**ACTIVITY:**
Would you retype exactly the lines from the one holding "Mark every instance of the woman's face" through the last line of the listing, and only those, without pictures?

**GIVEN RECORDS:**
---+---
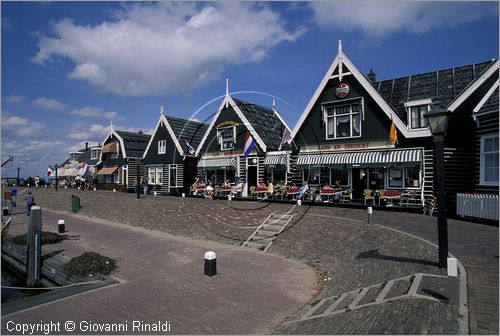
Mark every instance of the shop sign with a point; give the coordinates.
(342, 90)
(227, 123)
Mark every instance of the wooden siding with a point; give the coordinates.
(488, 124)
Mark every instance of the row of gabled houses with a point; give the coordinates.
(343, 136)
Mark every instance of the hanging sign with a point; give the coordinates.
(342, 90)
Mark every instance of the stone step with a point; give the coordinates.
(261, 239)
(265, 233)
(256, 245)
(270, 227)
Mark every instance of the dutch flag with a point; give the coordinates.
(249, 145)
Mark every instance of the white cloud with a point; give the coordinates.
(49, 104)
(94, 112)
(19, 126)
(15, 98)
(381, 18)
(165, 48)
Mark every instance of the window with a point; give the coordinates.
(396, 177)
(489, 160)
(227, 137)
(94, 153)
(155, 174)
(417, 119)
(173, 176)
(343, 121)
(162, 146)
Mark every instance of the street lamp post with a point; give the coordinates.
(55, 167)
(438, 122)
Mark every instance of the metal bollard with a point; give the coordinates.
(61, 228)
(452, 280)
(210, 263)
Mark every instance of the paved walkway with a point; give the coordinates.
(346, 253)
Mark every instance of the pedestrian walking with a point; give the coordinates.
(30, 201)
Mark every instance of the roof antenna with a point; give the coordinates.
(340, 60)
(227, 92)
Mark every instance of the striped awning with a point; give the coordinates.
(217, 163)
(274, 160)
(107, 170)
(361, 158)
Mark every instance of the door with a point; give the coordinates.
(358, 182)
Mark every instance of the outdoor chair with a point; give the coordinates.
(368, 195)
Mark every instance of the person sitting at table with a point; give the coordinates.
(270, 189)
(304, 189)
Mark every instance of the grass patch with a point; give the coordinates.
(47, 238)
(90, 263)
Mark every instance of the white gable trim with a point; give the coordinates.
(470, 90)
(122, 145)
(369, 89)
(172, 135)
(248, 124)
(152, 136)
(212, 123)
(486, 96)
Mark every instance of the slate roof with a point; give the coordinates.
(442, 86)
(491, 105)
(187, 130)
(135, 143)
(265, 122)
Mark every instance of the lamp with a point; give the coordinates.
(438, 123)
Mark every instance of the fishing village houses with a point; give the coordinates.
(366, 136)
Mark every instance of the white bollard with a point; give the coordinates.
(60, 226)
(210, 263)
(452, 266)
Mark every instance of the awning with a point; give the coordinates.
(274, 160)
(107, 170)
(217, 163)
(361, 158)
(109, 148)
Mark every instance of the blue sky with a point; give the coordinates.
(70, 68)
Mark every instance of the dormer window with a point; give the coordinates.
(162, 146)
(227, 137)
(94, 153)
(343, 120)
(416, 111)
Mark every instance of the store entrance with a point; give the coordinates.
(358, 183)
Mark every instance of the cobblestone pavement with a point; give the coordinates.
(339, 244)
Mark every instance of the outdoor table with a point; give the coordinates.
(391, 195)
(261, 190)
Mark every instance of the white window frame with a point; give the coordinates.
(162, 146)
(482, 161)
(414, 104)
(346, 102)
(220, 131)
(155, 175)
(93, 154)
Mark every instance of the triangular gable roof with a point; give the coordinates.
(179, 130)
(245, 116)
(342, 59)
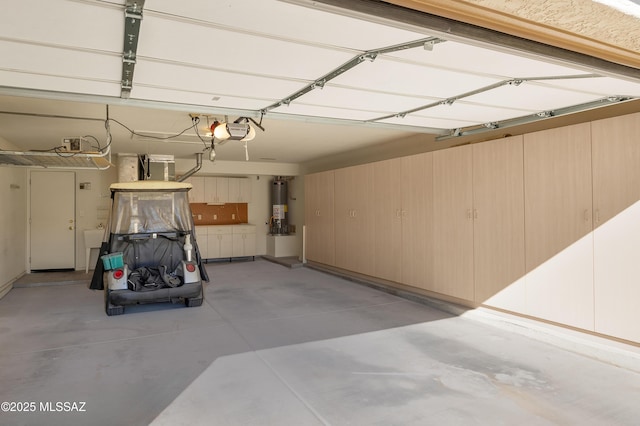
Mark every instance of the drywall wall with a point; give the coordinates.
(13, 226)
(261, 176)
(92, 207)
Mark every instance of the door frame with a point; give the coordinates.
(75, 221)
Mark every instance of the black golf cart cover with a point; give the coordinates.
(148, 207)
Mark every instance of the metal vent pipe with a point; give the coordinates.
(194, 170)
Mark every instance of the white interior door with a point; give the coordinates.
(52, 220)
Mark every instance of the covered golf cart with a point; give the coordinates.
(150, 253)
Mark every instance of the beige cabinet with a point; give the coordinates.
(403, 219)
(239, 190)
(216, 189)
(558, 224)
(452, 253)
(244, 240)
(354, 219)
(202, 235)
(616, 192)
(319, 221)
(417, 220)
(387, 203)
(498, 225)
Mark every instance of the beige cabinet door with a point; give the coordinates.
(558, 224)
(453, 223)
(196, 194)
(319, 221)
(616, 192)
(354, 223)
(498, 228)
(202, 241)
(416, 187)
(387, 176)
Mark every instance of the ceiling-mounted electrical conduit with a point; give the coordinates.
(56, 158)
(369, 55)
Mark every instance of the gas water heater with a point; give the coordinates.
(279, 223)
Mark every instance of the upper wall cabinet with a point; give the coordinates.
(319, 221)
(616, 196)
(216, 189)
(498, 226)
(403, 219)
(453, 223)
(558, 224)
(354, 219)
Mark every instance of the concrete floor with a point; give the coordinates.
(279, 346)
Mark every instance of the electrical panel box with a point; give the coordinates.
(74, 144)
(157, 167)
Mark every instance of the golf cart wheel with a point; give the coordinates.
(110, 309)
(115, 310)
(192, 302)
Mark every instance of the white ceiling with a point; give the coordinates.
(244, 57)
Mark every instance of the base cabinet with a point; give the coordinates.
(545, 224)
(226, 241)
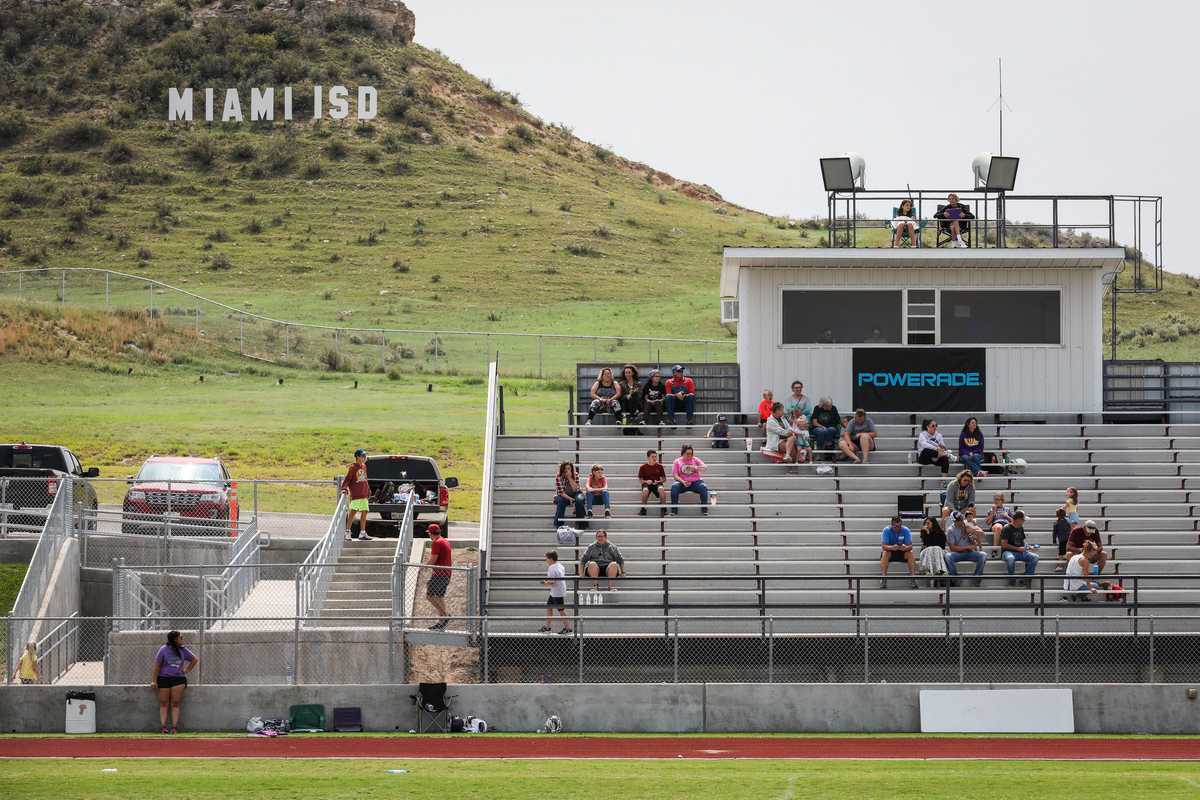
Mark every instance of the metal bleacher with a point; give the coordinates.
(786, 541)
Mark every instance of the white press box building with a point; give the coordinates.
(919, 330)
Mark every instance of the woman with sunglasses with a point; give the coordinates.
(931, 447)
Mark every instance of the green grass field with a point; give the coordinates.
(568, 780)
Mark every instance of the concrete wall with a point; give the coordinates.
(630, 708)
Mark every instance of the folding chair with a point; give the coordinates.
(348, 720)
(433, 707)
(307, 719)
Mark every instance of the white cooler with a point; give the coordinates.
(81, 713)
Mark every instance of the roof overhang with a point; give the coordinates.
(737, 258)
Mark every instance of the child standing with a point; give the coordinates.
(557, 585)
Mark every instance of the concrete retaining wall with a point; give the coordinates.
(628, 708)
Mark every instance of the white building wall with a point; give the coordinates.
(1024, 378)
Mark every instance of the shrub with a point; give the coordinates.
(79, 134)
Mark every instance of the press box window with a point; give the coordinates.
(843, 317)
(991, 317)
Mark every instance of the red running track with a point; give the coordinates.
(498, 746)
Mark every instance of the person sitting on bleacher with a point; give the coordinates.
(897, 541)
(826, 423)
(688, 473)
(603, 558)
(653, 479)
(654, 397)
(567, 492)
(964, 546)
(931, 447)
(681, 395)
(780, 437)
(605, 396)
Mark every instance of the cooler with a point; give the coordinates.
(81, 713)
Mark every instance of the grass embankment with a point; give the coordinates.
(521, 780)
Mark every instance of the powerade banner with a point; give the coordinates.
(921, 379)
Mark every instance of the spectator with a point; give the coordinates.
(681, 395)
(557, 600)
(1078, 542)
(169, 677)
(597, 489)
(897, 541)
(964, 547)
(826, 423)
(719, 433)
(799, 425)
(27, 669)
(654, 396)
(630, 396)
(971, 446)
(441, 558)
(933, 547)
(568, 492)
(904, 224)
(357, 486)
(780, 437)
(1061, 534)
(1072, 505)
(959, 493)
(858, 438)
(605, 396)
(653, 479)
(689, 476)
(931, 447)
(1013, 548)
(999, 515)
(953, 217)
(797, 400)
(765, 405)
(603, 558)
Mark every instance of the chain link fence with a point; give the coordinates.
(342, 348)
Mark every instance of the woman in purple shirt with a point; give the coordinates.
(171, 668)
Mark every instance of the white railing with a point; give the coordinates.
(317, 570)
(58, 528)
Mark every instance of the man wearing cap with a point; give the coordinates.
(1089, 533)
(897, 541)
(357, 487)
(963, 548)
(1013, 548)
(681, 395)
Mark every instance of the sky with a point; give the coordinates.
(748, 96)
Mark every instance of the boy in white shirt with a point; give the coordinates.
(555, 575)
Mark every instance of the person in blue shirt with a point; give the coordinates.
(897, 541)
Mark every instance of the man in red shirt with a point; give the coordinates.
(355, 485)
(681, 395)
(439, 579)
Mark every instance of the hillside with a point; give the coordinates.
(399, 221)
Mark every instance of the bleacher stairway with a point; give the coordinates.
(772, 522)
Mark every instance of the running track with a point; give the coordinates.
(498, 746)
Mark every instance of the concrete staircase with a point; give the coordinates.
(360, 593)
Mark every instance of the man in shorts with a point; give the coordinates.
(439, 578)
(897, 541)
(357, 486)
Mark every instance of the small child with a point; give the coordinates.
(555, 581)
(720, 432)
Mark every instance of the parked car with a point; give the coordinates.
(391, 476)
(197, 492)
(35, 474)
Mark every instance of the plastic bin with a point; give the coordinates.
(81, 713)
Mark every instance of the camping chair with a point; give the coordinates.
(348, 720)
(943, 229)
(307, 719)
(433, 707)
(904, 234)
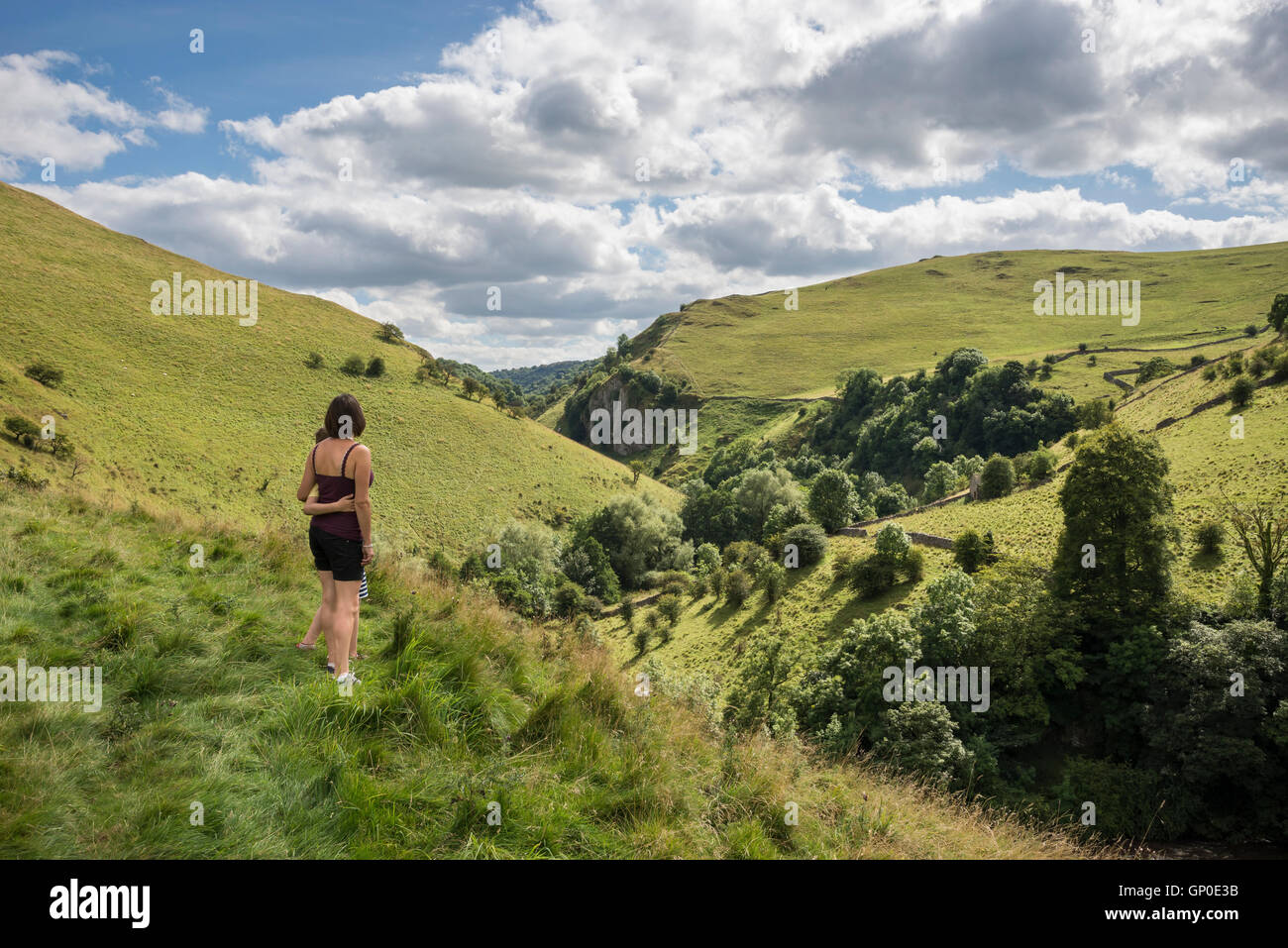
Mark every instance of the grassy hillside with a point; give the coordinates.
(462, 706)
(1205, 460)
(903, 318)
(211, 417)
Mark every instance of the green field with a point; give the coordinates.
(463, 706)
(202, 415)
(903, 318)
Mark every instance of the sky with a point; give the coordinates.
(520, 183)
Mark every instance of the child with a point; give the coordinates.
(312, 506)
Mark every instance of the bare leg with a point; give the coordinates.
(343, 631)
(325, 614)
(353, 643)
(310, 638)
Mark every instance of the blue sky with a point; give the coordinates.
(603, 162)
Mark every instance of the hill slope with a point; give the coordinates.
(462, 708)
(903, 318)
(200, 414)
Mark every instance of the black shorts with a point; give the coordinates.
(336, 556)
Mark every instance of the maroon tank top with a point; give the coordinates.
(331, 488)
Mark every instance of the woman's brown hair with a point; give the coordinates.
(339, 407)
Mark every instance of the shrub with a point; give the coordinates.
(706, 559)
(776, 581)
(997, 479)
(913, 565)
(46, 373)
(969, 552)
(1240, 393)
(1210, 536)
(810, 543)
(669, 608)
(893, 544)
(24, 430)
(872, 576)
(737, 587)
(1041, 464)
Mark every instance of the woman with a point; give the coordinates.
(340, 541)
(312, 506)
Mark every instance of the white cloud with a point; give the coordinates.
(777, 145)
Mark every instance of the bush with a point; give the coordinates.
(810, 543)
(1210, 536)
(669, 608)
(969, 552)
(913, 566)
(24, 430)
(872, 576)
(46, 373)
(997, 479)
(1041, 464)
(776, 582)
(737, 587)
(706, 559)
(893, 544)
(1240, 393)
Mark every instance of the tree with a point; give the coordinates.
(829, 498)
(997, 478)
(940, 480)
(809, 540)
(1240, 393)
(1279, 312)
(969, 552)
(1115, 557)
(761, 694)
(1261, 528)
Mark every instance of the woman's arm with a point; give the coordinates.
(362, 497)
(308, 480)
(313, 506)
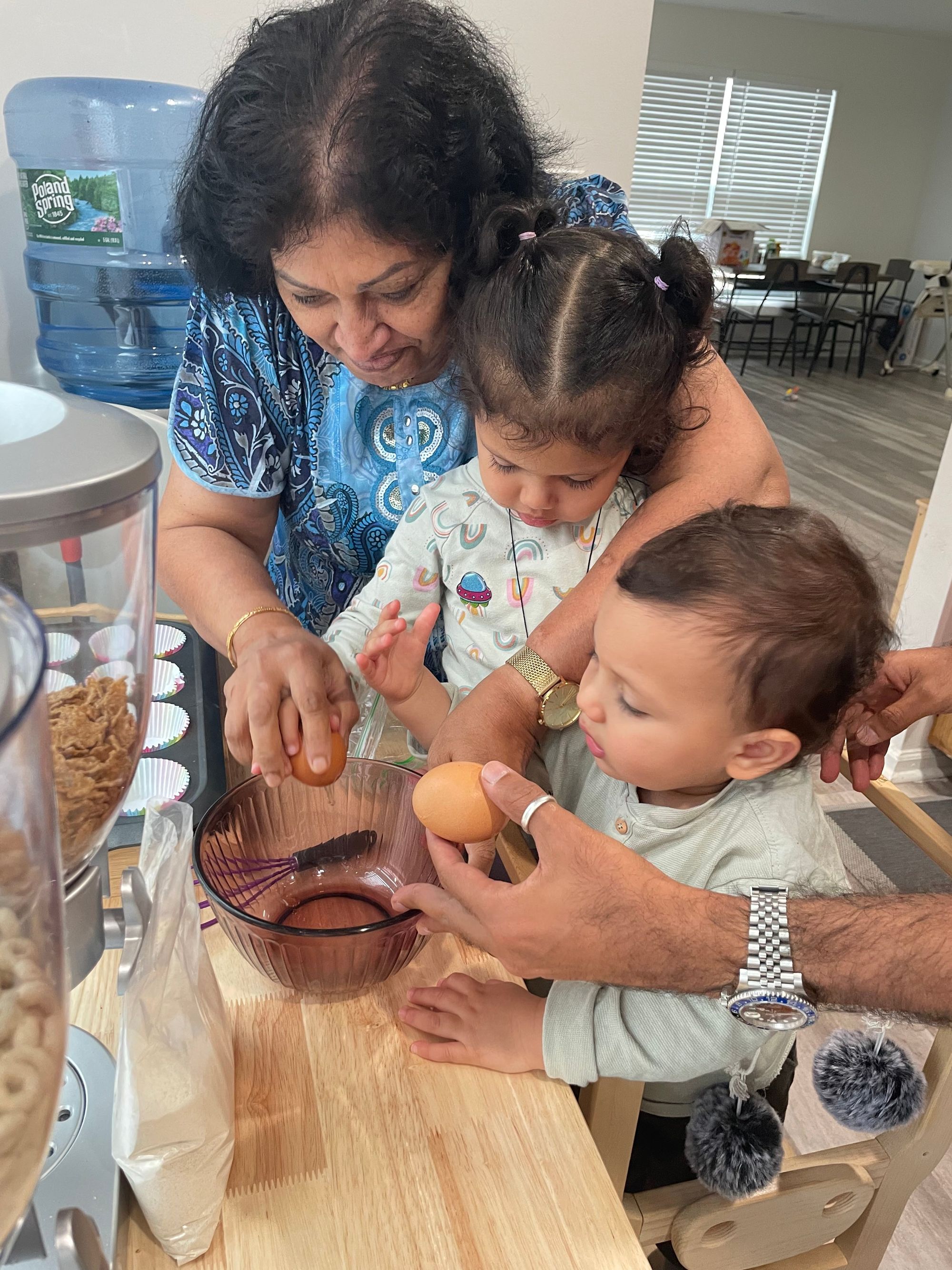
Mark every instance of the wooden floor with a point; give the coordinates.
(863, 451)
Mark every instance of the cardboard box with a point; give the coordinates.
(730, 243)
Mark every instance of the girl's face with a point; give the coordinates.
(545, 486)
(659, 703)
(376, 305)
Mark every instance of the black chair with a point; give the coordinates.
(861, 276)
(781, 273)
(901, 272)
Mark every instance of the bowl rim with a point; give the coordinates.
(273, 928)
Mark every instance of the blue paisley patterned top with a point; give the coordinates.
(259, 410)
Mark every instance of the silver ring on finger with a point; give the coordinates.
(532, 808)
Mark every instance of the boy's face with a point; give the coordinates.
(659, 703)
(545, 486)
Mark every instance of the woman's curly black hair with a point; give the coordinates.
(399, 112)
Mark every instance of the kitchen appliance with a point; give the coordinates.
(78, 493)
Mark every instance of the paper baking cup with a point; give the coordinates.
(155, 778)
(60, 648)
(168, 639)
(167, 680)
(116, 671)
(167, 724)
(56, 680)
(112, 643)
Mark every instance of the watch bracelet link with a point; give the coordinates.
(770, 960)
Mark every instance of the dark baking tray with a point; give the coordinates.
(201, 749)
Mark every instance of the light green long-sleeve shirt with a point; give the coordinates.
(770, 832)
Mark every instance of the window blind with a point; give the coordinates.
(764, 162)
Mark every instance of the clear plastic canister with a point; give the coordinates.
(78, 543)
(32, 974)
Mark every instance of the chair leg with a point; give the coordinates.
(850, 353)
(747, 351)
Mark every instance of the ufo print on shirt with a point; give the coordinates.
(474, 591)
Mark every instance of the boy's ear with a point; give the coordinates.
(762, 752)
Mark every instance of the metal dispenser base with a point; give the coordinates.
(80, 1171)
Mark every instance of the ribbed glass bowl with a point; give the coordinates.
(327, 930)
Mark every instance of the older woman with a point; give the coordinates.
(328, 210)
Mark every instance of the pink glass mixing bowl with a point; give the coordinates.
(326, 925)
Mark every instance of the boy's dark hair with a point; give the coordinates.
(399, 112)
(569, 337)
(793, 600)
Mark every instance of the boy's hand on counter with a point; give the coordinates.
(393, 656)
(494, 1024)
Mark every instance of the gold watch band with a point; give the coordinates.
(536, 672)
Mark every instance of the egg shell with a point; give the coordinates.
(301, 769)
(450, 802)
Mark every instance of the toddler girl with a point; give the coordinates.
(572, 346)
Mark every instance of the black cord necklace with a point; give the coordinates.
(516, 563)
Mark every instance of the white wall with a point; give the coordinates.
(890, 93)
(585, 69)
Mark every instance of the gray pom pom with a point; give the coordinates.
(863, 1090)
(734, 1152)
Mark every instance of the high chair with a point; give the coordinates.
(832, 1210)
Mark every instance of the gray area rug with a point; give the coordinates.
(882, 858)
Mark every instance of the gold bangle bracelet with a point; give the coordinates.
(240, 623)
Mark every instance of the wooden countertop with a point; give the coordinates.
(352, 1153)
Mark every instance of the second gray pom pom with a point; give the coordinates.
(865, 1090)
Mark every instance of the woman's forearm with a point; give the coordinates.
(216, 580)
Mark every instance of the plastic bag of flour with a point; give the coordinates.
(174, 1107)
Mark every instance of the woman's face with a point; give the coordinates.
(377, 305)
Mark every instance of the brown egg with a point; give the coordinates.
(301, 769)
(450, 802)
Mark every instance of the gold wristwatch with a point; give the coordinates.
(558, 708)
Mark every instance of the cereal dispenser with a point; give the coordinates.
(78, 500)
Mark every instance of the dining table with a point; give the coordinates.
(352, 1153)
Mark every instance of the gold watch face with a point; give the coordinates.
(559, 708)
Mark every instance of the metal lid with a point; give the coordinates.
(63, 460)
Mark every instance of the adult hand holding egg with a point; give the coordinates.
(450, 802)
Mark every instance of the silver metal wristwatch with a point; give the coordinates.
(770, 993)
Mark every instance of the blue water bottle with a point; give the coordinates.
(97, 163)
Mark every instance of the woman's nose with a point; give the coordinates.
(360, 334)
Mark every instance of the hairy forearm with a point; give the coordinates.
(888, 953)
(215, 578)
(423, 711)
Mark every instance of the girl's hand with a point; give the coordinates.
(288, 684)
(393, 657)
(496, 1024)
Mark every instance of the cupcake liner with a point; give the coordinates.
(56, 680)
(167, 726)
(155, 778)
(112, 643)
(116, 671)
(168, 639)
(60, 648)
(167, 680)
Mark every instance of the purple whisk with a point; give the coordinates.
(243, 880)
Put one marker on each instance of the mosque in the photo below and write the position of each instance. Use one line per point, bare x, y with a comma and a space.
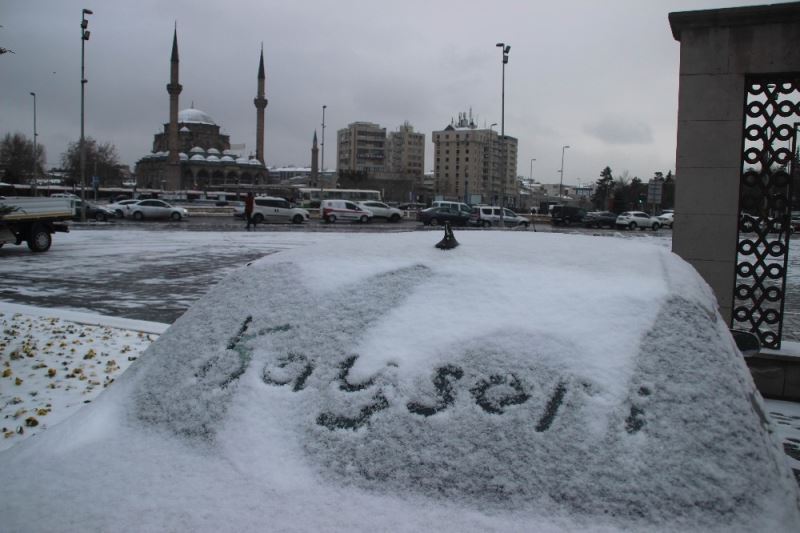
---+---
**SOLUTION FOR THIS EXERCISE:**
Mark every instance of the woman's face with a point; give the coordinates.
(377, 305)
Mark every instance of the brown egg with a point; give the coordinates.
(301, 769)
(450, 802)
Mark every instance of the gold wristwatch with a point; give the coordinates.
(558, 708)
Mark every instance of the cereal dispenser with a point; give the coordinates.
(78, 500)
Mark every instance of the dining table with a point; give the coordinates.
(352, 1153)
Mark every instance of the gold watch face with a point; give the coordinates.
(559, 708)
Mark every instance of the metal lid with a point; give the coordinates.
(63, 460)
Mark every instance of the adult hand holding egg with a point; give the coordinates.
(450, 802)
Mark every instance of the silver metal wristwatch with a point; give the coordinates.
(770, 993)
Mark every instance of the blue water bottle with a point; give the coordinates.
(97, 163)
Mark every instance of the woman's nose with a point; give the coordinates.
(360, 334)
Mark every instance of the hairy forearm with a point; give the coordinates.
(888, 953)
(215, 578)
(423, 711)
Mark every instance of the girl's hand with a point; give the coordinates.
(288, 684)
(393, 657)
(496, 1024)
Mark every instance of the cupcake liner with a point; give the coordinates.
(56, 680)
(167, 726)
(155, 778)
(112, 643)
(116, 671)
(168, 639)
(60, 648)
(167, 680)
Mark every instance of the purple whisk with a point; give the coordinates.
(243, 880)
Put one marker on each instance of the mosque in the photo below and write the position of each instance. Use one line per point, bare x, y with a comma and a space.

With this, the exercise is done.